• WHAT THIS TASK INVOLVES
Please find each line in the listing below that contains the word "bark", and copy every such line in full.

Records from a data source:
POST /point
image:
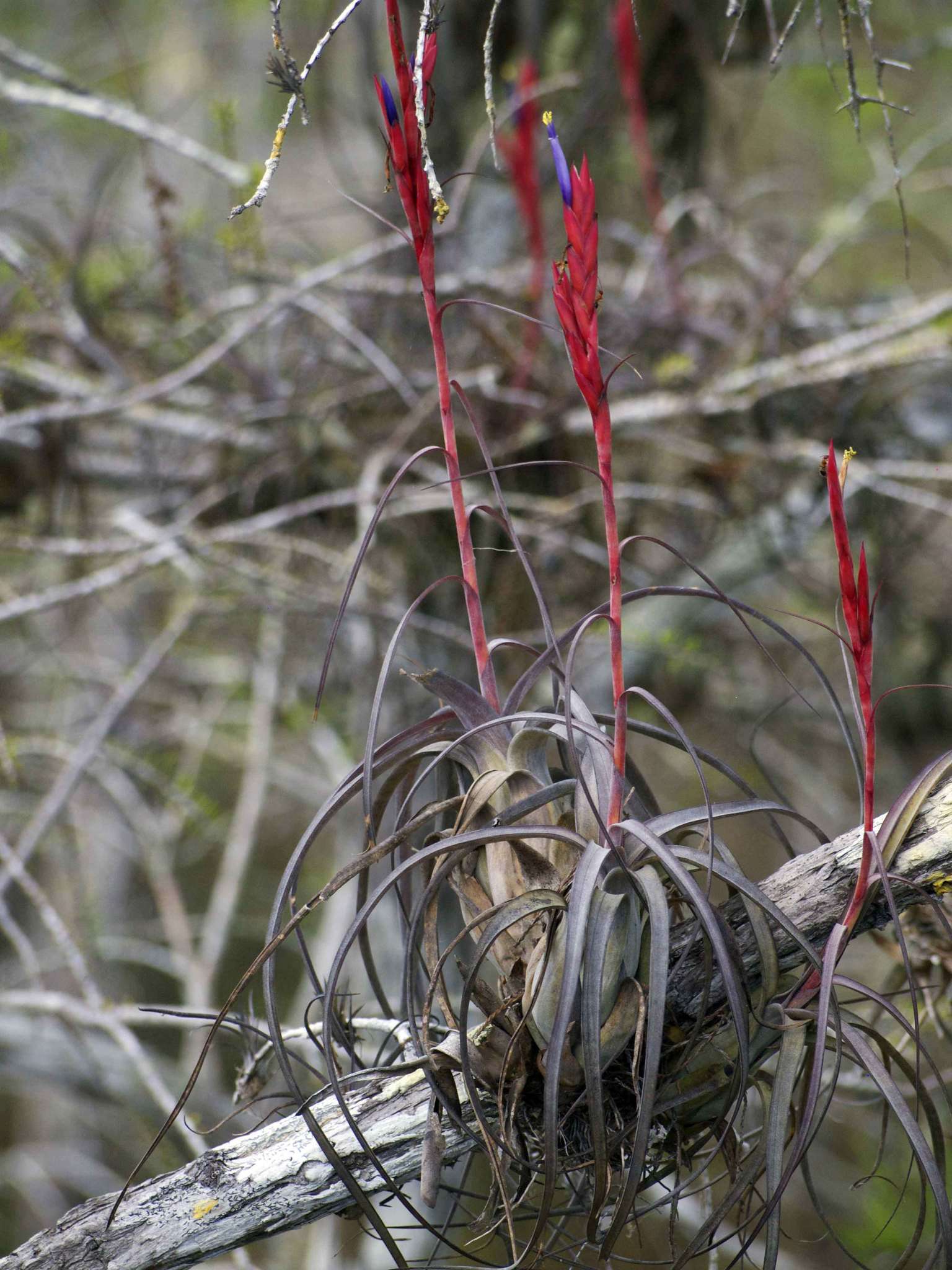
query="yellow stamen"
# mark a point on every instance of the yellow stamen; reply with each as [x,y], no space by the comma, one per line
[847,455]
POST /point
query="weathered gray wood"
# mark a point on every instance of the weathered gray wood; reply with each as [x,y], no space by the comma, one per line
[813,890]
[263,1183]
[276,1179]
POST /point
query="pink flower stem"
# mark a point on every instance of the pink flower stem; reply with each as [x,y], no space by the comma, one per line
[467,557]
[602,425]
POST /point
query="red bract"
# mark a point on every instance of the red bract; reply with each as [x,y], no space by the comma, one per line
[575,287]
[857,615]
[403,134]
[576,296]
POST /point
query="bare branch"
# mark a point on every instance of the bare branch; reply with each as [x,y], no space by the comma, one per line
[121,116]
[276,1178]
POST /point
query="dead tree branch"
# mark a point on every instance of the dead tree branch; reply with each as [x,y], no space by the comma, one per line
[276,1179]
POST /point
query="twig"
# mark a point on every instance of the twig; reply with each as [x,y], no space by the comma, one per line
[121,116]
[211,355]
[276,1179]
[488,79]
[439,205]
[248,809]
[271,166]
[55,799]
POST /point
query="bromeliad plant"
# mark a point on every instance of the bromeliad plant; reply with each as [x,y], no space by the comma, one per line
[546,1008]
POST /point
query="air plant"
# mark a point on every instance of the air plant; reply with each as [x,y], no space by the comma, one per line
[547,1008]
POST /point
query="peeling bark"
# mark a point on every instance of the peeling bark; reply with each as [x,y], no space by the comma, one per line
[276,1179]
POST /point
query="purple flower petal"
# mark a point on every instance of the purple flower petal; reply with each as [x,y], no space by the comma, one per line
[565,183]
[389,103]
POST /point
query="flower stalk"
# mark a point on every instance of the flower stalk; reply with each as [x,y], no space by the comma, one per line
[518,149]
[407,163]
[857,616]
[576,299]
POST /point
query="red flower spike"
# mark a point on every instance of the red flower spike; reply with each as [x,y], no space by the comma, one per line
[518,149]
[840,538]
[404,140]
[863,597]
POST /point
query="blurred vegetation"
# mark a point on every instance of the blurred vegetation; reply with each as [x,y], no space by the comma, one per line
[193,437]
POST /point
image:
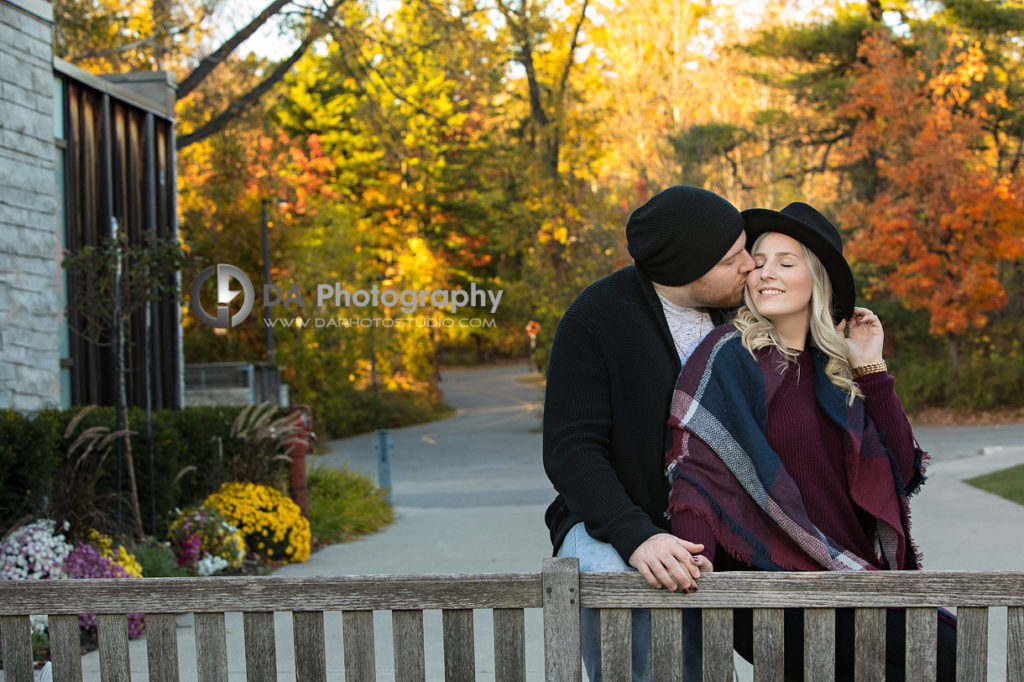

• COMPLETE RESPONSE
query="peeling bark"
# mark a point on every instance of the peeling bark; reply with each as [x,y], no space by the comma, one per line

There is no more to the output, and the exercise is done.